=== Begin Enclosure ===

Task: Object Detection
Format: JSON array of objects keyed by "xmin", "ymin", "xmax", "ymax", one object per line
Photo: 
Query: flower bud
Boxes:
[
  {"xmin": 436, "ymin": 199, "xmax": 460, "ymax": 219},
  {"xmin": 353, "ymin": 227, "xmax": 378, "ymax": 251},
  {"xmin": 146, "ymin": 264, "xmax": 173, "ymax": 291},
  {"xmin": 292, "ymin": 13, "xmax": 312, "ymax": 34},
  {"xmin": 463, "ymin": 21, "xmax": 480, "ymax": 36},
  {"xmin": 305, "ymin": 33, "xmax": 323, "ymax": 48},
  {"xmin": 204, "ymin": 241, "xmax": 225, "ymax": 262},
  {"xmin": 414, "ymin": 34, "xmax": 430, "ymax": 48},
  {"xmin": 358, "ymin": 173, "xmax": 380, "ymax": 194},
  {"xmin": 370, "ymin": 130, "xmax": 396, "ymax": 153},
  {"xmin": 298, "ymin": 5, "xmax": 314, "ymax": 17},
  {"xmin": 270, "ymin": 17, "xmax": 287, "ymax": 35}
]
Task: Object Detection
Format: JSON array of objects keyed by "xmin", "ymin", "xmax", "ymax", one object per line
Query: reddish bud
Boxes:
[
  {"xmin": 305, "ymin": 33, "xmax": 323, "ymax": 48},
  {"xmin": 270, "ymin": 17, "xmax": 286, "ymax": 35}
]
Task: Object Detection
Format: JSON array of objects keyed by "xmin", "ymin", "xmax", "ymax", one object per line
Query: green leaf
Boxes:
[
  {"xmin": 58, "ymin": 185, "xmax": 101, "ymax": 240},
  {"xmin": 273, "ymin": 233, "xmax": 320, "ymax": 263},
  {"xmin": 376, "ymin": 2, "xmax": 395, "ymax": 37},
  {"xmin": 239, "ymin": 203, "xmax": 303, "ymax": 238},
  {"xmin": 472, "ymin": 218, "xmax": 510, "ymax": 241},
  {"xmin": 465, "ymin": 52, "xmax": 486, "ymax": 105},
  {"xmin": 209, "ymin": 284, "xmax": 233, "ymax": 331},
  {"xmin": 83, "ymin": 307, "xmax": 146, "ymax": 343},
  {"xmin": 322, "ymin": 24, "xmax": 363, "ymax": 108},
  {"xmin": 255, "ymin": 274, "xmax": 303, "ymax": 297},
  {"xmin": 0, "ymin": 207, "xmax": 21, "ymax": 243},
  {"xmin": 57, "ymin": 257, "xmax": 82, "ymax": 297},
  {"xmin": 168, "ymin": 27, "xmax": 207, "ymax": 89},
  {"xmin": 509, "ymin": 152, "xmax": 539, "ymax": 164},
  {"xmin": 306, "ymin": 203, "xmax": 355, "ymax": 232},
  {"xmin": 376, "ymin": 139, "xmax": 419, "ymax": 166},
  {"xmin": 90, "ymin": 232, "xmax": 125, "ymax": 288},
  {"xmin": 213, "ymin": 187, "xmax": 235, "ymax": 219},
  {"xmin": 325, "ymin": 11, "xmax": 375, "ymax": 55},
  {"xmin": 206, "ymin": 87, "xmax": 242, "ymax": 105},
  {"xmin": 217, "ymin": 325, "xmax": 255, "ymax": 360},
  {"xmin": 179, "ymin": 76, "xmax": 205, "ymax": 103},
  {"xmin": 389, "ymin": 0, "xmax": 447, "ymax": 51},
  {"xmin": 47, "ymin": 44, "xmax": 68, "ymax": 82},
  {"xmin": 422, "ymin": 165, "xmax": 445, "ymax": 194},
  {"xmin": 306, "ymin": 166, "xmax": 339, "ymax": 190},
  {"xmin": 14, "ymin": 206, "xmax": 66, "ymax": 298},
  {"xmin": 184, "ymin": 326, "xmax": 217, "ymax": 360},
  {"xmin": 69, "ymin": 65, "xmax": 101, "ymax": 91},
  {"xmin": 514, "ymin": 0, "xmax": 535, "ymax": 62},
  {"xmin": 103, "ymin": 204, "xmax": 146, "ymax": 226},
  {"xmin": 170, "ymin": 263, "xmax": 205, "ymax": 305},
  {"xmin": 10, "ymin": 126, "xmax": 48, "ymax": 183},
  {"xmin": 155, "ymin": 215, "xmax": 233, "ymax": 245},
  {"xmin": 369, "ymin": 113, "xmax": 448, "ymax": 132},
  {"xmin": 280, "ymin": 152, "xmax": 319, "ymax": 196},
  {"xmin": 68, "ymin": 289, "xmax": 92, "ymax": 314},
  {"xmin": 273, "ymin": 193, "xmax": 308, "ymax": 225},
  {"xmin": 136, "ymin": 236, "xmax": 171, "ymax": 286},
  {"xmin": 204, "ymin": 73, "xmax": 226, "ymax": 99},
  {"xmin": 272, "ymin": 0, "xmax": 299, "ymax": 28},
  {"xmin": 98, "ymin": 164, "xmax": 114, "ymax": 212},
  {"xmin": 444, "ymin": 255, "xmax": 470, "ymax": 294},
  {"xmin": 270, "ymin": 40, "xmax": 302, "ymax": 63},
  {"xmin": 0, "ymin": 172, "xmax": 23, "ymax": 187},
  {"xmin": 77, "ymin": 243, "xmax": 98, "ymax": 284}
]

=== End Enclosure ===

■ **Work to be completed**:
Write the whole listing out again, exactly as it appears above.

■ **Response to the exercise**:
Task: Object Detection
Format: JSON array of objects keyed by "xmin", "ymin", "xmax", "ymax", one object per line
Photo: 
Query: flower bud
Boxes:
[
  {"xmin": 436, "ymin": 199, "xmax": 460, "ymax": 219},
  {"xmin": 353, "ymin": 227, "xmax": 378, "ymax": 251},
  {"xmin": 146, "ymin": 264, "xmax": 173, "ymax": 291},
  {"xmin": 292, "ymin": 13, "xmax": 312, "ymax": 34},
  {"xmin": 463, "ymin": 21, "xmax": 480, "ymax": 36},
  {"xmin": 305, "ymin": 33, "xmax": 323, "ymax": 48},
  {"xmin": 204, "ymin": 241, "xmax": 225, "ymax": 262},
  {"xmin": 414, "ymin": 34, "xmax": 430, "ymax": 48},
  {"xmin": 358, "ymin": 173, "xmax": 380, "ymax": 194},
  {"xmin": 370, "ymin": 130, "xmax": 396, "ymax": 153},
  {"xmin": 298, "ymin": 5, "xmax": 314, "ymax": 17},
  {"xmin": 270, "ymin": 17, "xmax": 287, "ymax": 35}
]
Task: Object Detection
Format: JSON array of objects keyed by "xmin", "ymin", "xmax", "ymax", one object per line
Query: reddish bud
Boxes:
[
  {"xmin": 305, "ymin": 33, "xmax": 323, "ymax": 48},
  {"xmin": 270, "ymin": 17, "xmax": 286, "ymax": 35}
]
Task: Object Detection
Format: JSON array of objects keyed by "xmin", "ymin", "xmax", "ymax", one object per line
Query: green leaf
Boxes:
[
  {"xmin": 58, "ymin": 185, "xmax": 101, "ymax": 240},
  {"xmin": 273, "ymin": 233, "xmax": 320, "ymax": 263},
  {"xmin": 376, "ymin": 2, "xmax": 395, "ymax": 37},
  {"xmin": 239, "ymin": 203, "xmax": 303, "ymax": 238},
  {"xmin": 472, "ymin": 218, "xmax": 510, "ymax": 241},
  {"xmin": 465, "ymin": 52, "xmax": 486, "ymax": 105},
  {"xmin": 209, "ymin": 284, "xmax": 233, "ymax": 331},
  {"xmin": 83, "ymin": 307, "xmax": 146, "ymax": 343},
  {"xmin": 322, "ymin": 24, "xmax": 363, "ymax": 108},
  {"xmin": 255, "ymin": 274, "xmax": 303, "ymax": 297},
  {"xmin": 0, "ymin": 207, "xmax": 21, "ymax": 243},
  {"xmin": 57, "ymin": 257, "xmax": 82, "ymax": 297},
  {"xmin": 168, "ymin": 27, "xmax": 207, "ymax": 89},
  {"xmin": 509, "ymin": 152, "xmax": 539, "ymax": 164},
  {"xmin": 306, "ymin": 203, "xmax": 355, "ymax": 232},
  {"xmin": 376, "ymin": 139, "xmax": 419, "ymax": 166},
  {"xmin": 90, "ymin": 232, "xmax": 125, "ymax": 288},
  {"xmin": 213, "ymin": 187, "xmax": 235, "ymax": 219},
  {"xmin": 325, "ymin": 11, "xmax": 375, "ymax": 55},
  {"xmin": 206, "ymin": 87, "xmax": 242, "ymax": 105},
  {"xmin": 217, "ymin": 325, "xmax": 255, "ymax": 360},
  {"xmin": 179, "ymin": 76, "xmax": 205, "ymax": 103},
  {"xmin": 389, "ymin": 0, "xmax": 447, "ymax": 51},
  {"xmin": 47, "ymin": 44, "xmax": 68, "ymax": 82},
  {"xmin": 422, "ymin": 165, "xmax": 445, "ymax": 194},
  {"xmin": 306, "ymin": 166, "xmax": 339, "ymax": 190},
  {"xmin": 14, "ymin": 206, "xmax": 66, "ymax": 298},
  {"xmin": 184, "ymin": 326, "xmax": 217, "ymax": 360},
  {"xmin": 69, "ymin": 65, "xmax": 101, "ymax": 91},
  {"xmin": 514, "ymin": 0, "xmax": 535, "ymax": 62},
  {"xmin": 103, "ymin": 204, "xmax": 146, "ymax": 226},
  {"xmin": 170, "ymin": 263, "xmax": 205, "ymax": 305},
  {"xmin": 10, "ymin": 126, "xmax": 48, "ymax": 183},
  {"xmin": 155, "ymin": 215, "xmax": 233, "ymax": 245},
  {"xmin": 369, "ymin": 113, "xmax": 448, "ymax": 132},
  {"xmin": 280, "ymin": 152, "xmax": 319, "ymax": 196},
  {"xmin": 68, "ymin": 289, "xmax": 92, "ymax": 314},
  {"xmin": 273, "ymin": 193, "xmax": 308, "ymax": 225},
  {"xmin": 136, "ymin": 236, "xmax": 171, "ymax": 286},
  {"xmin": 204, "ymin": 73, "xmax": 226, "ymax": 99},
  {"xmin": 272, "ymin": 0, "xmax": 299, "ymax": 28},
  {"xmin": 98, "ymin": 164, "xmax": 114, "ymax": 212},
  {"xmin": 444, "ymin": 255, "xmax": 470, "ymax": 294},
  {"xmin": 270, "ymin": 40, "xmax": 302, "ymax": 63},
  {"xmin": 0, "ymin": 172, "xmax": 23, "ymax": 187},
  {"xmin": 77, "ymin": 243, "xmax": 98, "ymax": 284}
]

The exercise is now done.